→ Aufgabenstellung:
Schreibe den Text über die Analgosedierung im Anschluss an seinen letzten Satz weiter.

Dämmerschlaf (Analgosedierung)

Als Analgosedierung (Synonyme: Analgosedation, Sedoanalgesie) bezeichnet man die medikamentöse Schmerzausschaltung (Analgesie) bei gleichzeitiger Beruhigung (Sedierung) bzw. Dämpfung des Bewusstseins. Das Verfahren wird allgemein auch als sogenannter "schmerzfreier Dämmerschlaf" bezeichnet. Im Gegensatz zur klassischen Narkose atmet der Patient selbst (Spontanatmung) und reagiert auf äußere Reize.

Indikationen (Anwendungsgebiete)

  • Endoskopische Untersuchungen, z. B. Koloskopie (Darmspiegelung), Gastroskopie (Magenspiegelung)
  • Kleinere plastische Operationen

Kontraindikationen (Gegenanzeigen)

  • Aspirationsgefahr (Eindringen von Material (z. B. Speichel, Flüssigkeit) in die Atemwege)
  • Kritischer Atemweg
  • Respiratorische Insuffizienz (unzureichende Atemmechanik, die zu einer Störung des Gasaustausches in der Lunge führt)
  • Stark eingeschränkte kardiovaskuläre Funktion (Herz-Kreislauffunktion)
  • Erhöhter intrakranieller ("innerhalb des Schädels") Druck mit Übelkeit und/oder Bewusstseinseintrübung
  • Kontraindikationen für die verwendeten Analgetika (Schmerzmittel), Narkotika (Medikamente, die für Narkosen benutzt werden) und Sedativa (Beruhigungsmittel)

Vor der Analgosedierung

Vor der Analgosedierung muss eine Nahrungskarenz eingehalten werden. Es reicht dafür eine Karenzzeit (Verzicht) von sechs Stunden nach fester Kost und von zwei Stunden nach klarer Flüssigkeit aus.

Vor dem Eingriff/der Untersuchung muss der Arzt ein Aufklärungsgespräch mit dem Patienten zur Klärung von Fragen, Erhebung der Anamnese (Krankengeschichte) sowie zur Unterrichtung über Risiken und Komplikationen durchführen.

Der Patient erhält einen venösen Zugang gelegt,
d. h. einen Katheter, über den Medikamente und – soweit erforderlich – Infusionen in die Vene (und damit ins Blut) zugeführt werden können. Über diesen Zugang wird auch das Medikament, z. B. das Hypnotikum (Schlafmittel) Propofol injiziert.

Unmittelbar vor der Analgosedierung stellt der Arzt die Frage nach der letzten Nahrungsaufnahme und überprüft den Mund- und Zahnstatus (auch für die forensische Nachvollziehbarkeit im Falle von Schäden bei einer im Notfall erforderlichen Intubation/Einführen eines Tubus (Beatmungsschlauch) in die Luftröhre).

Mit Beginn der Analgosedierung beginnt das medizinische Monitoring (Überwachung): Dieses besteht aus: Elektrokardiogramm (EKG), Pulsoxymetrie (Messung von Puls und Sauerstoffgehalt des Blutes) und Blutdruckmessung (ggf. invasive arterielle Blutdruckmessung bei Risikopatienten).

→ Arbeitsmaterial:
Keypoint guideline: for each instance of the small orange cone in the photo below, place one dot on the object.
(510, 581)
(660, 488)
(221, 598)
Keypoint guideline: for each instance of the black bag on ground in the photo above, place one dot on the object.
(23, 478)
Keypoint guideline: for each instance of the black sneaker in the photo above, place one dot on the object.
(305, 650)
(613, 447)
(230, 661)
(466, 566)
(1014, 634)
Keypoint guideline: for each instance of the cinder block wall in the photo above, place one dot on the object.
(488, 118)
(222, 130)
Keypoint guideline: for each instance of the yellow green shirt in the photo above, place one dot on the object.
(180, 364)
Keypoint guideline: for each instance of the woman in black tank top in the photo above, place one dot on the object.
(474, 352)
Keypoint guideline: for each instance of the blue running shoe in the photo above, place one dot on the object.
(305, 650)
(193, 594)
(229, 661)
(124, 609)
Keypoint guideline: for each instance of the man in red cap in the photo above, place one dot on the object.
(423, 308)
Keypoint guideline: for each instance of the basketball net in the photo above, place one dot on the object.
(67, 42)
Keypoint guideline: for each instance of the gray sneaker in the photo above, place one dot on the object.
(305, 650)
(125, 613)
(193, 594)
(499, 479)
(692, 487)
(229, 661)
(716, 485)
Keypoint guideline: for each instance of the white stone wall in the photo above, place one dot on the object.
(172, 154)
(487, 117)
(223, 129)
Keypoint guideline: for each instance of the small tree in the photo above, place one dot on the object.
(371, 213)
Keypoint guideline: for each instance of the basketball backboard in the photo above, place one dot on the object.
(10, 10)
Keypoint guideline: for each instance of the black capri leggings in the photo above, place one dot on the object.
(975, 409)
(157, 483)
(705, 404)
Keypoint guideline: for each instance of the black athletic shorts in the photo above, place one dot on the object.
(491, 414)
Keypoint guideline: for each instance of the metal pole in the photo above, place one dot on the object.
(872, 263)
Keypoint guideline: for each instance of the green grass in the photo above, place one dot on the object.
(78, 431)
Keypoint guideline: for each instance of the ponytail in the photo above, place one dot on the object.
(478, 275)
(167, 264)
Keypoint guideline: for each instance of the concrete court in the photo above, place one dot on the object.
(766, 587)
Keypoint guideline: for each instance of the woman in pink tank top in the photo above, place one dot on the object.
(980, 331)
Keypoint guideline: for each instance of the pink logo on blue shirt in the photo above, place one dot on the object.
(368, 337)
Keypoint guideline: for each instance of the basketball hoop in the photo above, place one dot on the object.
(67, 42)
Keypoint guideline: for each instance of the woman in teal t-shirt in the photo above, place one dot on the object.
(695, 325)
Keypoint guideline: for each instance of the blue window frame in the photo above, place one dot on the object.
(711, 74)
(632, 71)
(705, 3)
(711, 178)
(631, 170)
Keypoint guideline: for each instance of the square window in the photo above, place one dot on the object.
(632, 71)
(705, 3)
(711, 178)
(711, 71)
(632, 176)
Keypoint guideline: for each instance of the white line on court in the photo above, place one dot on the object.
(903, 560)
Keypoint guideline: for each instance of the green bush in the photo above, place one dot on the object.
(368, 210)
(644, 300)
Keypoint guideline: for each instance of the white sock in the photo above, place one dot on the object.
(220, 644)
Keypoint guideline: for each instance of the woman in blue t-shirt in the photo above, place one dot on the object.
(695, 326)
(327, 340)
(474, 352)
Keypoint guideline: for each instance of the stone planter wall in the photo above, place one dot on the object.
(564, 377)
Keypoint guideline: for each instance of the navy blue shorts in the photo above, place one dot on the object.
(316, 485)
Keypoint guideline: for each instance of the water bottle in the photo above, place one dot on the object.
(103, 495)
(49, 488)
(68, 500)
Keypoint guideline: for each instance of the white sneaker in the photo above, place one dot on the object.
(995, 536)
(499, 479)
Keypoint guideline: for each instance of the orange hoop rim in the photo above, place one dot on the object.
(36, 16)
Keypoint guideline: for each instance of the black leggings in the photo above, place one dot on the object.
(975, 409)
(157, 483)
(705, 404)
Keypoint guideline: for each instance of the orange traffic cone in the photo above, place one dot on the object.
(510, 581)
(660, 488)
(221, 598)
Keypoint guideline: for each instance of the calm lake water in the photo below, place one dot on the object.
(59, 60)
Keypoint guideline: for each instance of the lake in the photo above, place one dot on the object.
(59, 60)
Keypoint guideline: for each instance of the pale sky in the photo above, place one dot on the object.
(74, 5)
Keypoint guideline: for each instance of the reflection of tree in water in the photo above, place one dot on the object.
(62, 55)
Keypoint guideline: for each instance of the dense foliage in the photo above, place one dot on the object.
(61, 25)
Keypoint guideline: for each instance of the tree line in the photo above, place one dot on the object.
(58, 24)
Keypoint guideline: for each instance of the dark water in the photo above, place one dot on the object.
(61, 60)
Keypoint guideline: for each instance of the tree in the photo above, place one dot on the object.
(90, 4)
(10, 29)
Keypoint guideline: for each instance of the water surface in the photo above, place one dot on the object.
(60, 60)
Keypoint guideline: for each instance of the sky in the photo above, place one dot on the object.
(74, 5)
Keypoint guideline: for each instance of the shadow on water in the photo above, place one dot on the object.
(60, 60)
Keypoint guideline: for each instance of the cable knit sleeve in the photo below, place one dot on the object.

→ Antwort:
Anforderungen an die Ausstattung des Arbeitsplatzes und an das Monitoring:

  • Möglichkeit zur sofortigen Beatmung muss gegeben sein (Beatmungsbeutel mit Masken in unterschiedlichen Größen, Guedel- und Wendltuben; Sauerstoff (Sauerstoffanschluss in der Wand oder eine volle Sauerstoffflasche)
  • Ein Defibrillator (Elektroschockgerät zur Stabilisierung des Herzrhythmus) sollte verfügbar sein.
  • Minimalmonitoring mittels Pulsoxymetrie zur kontinuierlichen Überwachung der Herzfrequenz und Sauerstoffsättigung (SpO2); Atemfrequenz-Messung (z. B. durch Beobachten und Zählen) [ausreichend bei minimaler Sedierung (Grad I)]

Neben dem Endoskopeur bzw. Operateur muss qualifiziertes Personal vorhanden sein.

In der deutschen Leitlinie zur Sedierung und Analgesie (Analgosedierung) von Patienten durch Nicht-Anästhesisten [1] steht zur Personalausstattung folgende Formulierung: eine zweite, in der Überwachung von Patienten, die Sedativa und/oder Analgetika erhalten haben, speziell geschulte, qualifizierte Person hat die Aufgabe der Patientenüberwachung zuverlässig wahrzunehmen. Bis zu moderaten Analgosedierungen kann diese Überwachung durch hierfür qualifiziertes nichtärztliches Personal im Zuge der Delegation erfolgen. Die Sedierung überwachende Person darf in dieser Zeit keine anderen Aufgaben wahrnehmen.

Das Verfahren

Die Analgosedierung erfolgt üblicherweise mithilfe parenteraler ("unter Umgehung des Darms") Anästhetika (Medikamente, die eine reversible Verminderung oder Ausschaltung der Schmerzempfindung bewirken) in Kombination mit oralen oder parenteralen Sedativa (Beruhigungsmittel).

Dazu wurden lange Zeit Benzodiazepine (Midazolam und Diazepam) mit oder ohne Opiate (Fentanyl und Morphin) eingesetzt.

Bei Endoskopien ("Spiegelungen") wird jedoch weltweit immer häufiger das kurzwirksame Hypnotikum Propofol ("Propofolkurznarkose") verwendet. Es hat einen schnellen Wirkungseintritt und eine kurze Wirkungsdauer ohne klinisch relevanten analgetischen Effekt ("schmerzstillenden Effekt"). Es eignet sich besonders gut für tiefe Sedierungen und führt zu einem angenehmen Einschlaf- und Aufwachverhalten.

Bei schmerzhaften Eingriffen wird es entweder mit einem Lokalanästhetikum (örtliche Betäubung) oder einem systemisch wirksamen Analgetikum (Schmerzmittel, z. B. einem Opioid) kombiniert.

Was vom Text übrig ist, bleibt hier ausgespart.